● Task objective: State only the number of lines below where the word "chair" is found.

● Extracted records:
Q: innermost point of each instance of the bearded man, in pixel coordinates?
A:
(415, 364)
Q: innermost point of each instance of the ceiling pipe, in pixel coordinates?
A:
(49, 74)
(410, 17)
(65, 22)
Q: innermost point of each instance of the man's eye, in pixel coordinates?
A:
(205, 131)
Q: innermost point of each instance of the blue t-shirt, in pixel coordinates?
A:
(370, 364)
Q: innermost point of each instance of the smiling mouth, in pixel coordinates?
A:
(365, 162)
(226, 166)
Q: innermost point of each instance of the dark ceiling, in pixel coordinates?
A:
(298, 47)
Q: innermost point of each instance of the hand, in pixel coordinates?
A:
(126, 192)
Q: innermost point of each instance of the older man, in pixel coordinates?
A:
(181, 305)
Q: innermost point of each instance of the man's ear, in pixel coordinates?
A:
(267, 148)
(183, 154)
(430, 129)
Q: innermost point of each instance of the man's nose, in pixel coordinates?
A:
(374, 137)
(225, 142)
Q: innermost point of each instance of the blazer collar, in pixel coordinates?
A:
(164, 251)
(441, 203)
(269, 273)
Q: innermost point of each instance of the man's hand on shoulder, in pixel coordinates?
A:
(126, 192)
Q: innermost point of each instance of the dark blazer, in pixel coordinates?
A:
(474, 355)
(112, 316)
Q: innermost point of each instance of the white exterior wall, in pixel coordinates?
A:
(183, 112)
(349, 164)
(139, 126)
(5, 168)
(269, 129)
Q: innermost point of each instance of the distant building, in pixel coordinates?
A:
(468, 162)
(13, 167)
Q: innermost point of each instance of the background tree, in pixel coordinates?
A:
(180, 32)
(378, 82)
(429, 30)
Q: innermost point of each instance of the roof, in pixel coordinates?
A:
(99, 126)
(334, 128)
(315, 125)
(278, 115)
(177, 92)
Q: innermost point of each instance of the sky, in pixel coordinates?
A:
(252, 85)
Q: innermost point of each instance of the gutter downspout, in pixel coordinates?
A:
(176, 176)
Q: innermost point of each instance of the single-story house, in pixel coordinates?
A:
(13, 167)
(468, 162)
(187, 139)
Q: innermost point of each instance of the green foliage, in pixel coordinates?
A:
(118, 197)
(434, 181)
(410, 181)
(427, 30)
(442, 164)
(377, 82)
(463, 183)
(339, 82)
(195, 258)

* * *

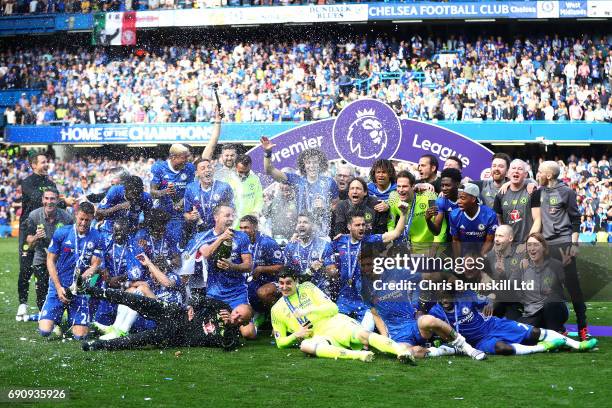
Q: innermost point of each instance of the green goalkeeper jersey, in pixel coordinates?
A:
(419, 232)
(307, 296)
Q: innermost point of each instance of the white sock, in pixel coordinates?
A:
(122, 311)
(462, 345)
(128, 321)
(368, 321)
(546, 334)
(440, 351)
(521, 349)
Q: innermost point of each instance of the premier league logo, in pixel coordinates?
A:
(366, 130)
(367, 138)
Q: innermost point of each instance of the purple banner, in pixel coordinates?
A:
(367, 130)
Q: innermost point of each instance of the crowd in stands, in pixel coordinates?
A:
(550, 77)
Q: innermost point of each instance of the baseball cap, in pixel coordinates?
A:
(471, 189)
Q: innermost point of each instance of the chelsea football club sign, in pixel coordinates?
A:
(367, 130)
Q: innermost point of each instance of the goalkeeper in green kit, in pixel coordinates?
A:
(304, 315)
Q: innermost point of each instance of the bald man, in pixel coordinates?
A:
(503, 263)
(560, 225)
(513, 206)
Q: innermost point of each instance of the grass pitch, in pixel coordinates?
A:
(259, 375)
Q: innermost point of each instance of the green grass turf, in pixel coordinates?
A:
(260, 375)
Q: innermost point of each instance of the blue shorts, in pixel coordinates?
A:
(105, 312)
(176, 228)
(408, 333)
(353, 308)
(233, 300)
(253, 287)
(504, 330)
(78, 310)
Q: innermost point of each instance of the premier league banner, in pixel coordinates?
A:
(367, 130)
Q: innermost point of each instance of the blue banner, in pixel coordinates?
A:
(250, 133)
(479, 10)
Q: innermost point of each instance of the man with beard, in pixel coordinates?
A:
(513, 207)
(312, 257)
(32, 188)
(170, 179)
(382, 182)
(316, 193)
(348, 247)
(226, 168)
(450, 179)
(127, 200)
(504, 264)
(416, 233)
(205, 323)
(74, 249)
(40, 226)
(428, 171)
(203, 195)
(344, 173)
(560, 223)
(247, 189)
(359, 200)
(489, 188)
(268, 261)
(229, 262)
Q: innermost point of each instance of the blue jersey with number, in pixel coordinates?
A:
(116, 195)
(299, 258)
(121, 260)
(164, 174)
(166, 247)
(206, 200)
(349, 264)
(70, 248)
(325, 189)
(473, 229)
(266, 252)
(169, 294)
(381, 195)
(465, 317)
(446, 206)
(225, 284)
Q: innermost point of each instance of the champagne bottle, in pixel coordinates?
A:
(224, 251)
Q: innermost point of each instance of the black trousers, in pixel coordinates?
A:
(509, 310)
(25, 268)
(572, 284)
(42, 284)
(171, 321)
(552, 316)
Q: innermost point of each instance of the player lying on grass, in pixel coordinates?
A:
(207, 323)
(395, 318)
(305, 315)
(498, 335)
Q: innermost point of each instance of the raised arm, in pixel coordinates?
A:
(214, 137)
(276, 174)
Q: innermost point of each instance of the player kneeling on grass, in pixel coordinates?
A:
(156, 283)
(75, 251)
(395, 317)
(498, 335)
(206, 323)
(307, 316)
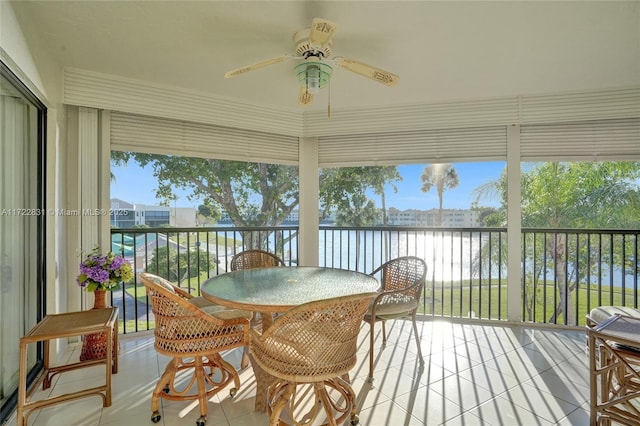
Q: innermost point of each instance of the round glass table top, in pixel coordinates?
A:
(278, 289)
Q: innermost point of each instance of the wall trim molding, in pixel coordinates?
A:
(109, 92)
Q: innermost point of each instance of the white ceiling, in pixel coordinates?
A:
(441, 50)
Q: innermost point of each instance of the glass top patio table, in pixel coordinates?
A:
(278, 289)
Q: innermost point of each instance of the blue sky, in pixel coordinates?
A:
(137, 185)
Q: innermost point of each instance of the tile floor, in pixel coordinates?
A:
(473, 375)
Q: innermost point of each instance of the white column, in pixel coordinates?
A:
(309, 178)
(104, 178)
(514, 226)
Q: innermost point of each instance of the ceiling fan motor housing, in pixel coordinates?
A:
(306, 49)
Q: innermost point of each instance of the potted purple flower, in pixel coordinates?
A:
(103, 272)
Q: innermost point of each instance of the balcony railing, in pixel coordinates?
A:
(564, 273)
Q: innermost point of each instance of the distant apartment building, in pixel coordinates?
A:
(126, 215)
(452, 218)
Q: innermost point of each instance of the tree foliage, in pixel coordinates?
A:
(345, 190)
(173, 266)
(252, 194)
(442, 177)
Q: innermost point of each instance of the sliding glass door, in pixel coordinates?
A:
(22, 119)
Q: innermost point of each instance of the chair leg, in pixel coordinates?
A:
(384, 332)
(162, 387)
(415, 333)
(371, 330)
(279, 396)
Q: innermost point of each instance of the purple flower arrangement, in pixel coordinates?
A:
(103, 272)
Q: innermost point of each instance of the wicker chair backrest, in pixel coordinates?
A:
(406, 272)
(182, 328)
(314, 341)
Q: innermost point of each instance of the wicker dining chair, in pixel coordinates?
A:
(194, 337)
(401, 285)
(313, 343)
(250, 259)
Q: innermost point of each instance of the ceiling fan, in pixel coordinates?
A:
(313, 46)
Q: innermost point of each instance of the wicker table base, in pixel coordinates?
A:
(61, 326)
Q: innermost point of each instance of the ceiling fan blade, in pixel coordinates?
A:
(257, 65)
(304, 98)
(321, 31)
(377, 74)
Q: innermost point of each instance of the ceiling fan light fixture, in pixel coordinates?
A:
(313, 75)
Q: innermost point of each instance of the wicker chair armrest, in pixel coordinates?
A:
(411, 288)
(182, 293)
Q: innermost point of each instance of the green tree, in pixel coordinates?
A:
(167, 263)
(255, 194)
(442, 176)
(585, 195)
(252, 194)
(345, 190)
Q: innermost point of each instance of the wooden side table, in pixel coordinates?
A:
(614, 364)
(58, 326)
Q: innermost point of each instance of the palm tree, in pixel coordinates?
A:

--

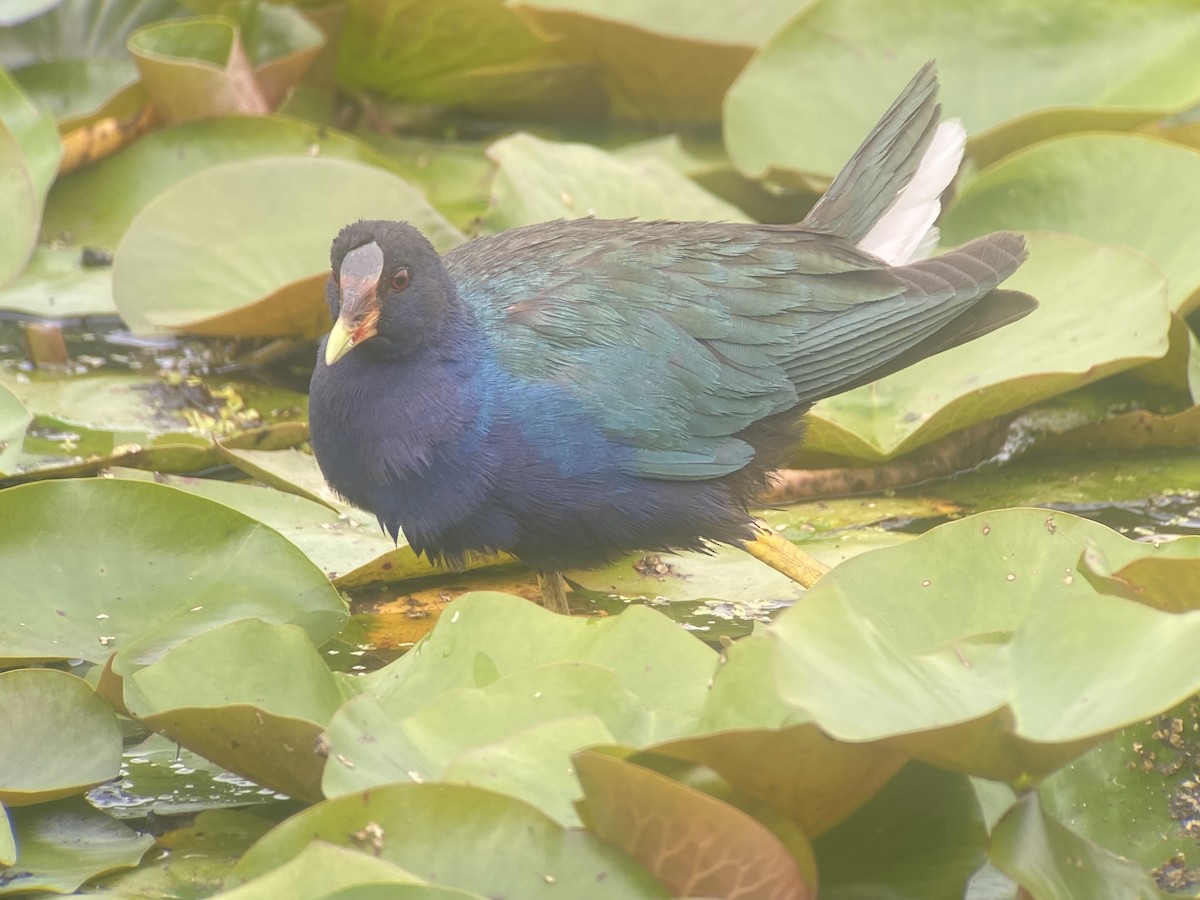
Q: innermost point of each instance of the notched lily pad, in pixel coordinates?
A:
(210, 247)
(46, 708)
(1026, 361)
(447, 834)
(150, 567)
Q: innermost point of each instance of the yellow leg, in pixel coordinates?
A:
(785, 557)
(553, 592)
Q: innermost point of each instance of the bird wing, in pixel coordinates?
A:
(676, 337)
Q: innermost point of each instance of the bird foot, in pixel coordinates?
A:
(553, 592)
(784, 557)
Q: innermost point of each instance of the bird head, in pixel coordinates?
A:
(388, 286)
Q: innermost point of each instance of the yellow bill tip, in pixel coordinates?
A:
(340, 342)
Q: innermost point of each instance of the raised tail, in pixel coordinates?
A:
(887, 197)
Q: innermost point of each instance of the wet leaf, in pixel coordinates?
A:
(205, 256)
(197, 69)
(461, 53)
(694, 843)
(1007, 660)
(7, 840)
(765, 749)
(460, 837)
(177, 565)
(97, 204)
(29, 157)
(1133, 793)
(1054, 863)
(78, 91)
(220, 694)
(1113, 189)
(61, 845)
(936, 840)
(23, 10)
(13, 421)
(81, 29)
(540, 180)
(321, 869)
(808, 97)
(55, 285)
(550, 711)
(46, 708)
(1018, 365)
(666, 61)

● Answer to this exercise: 4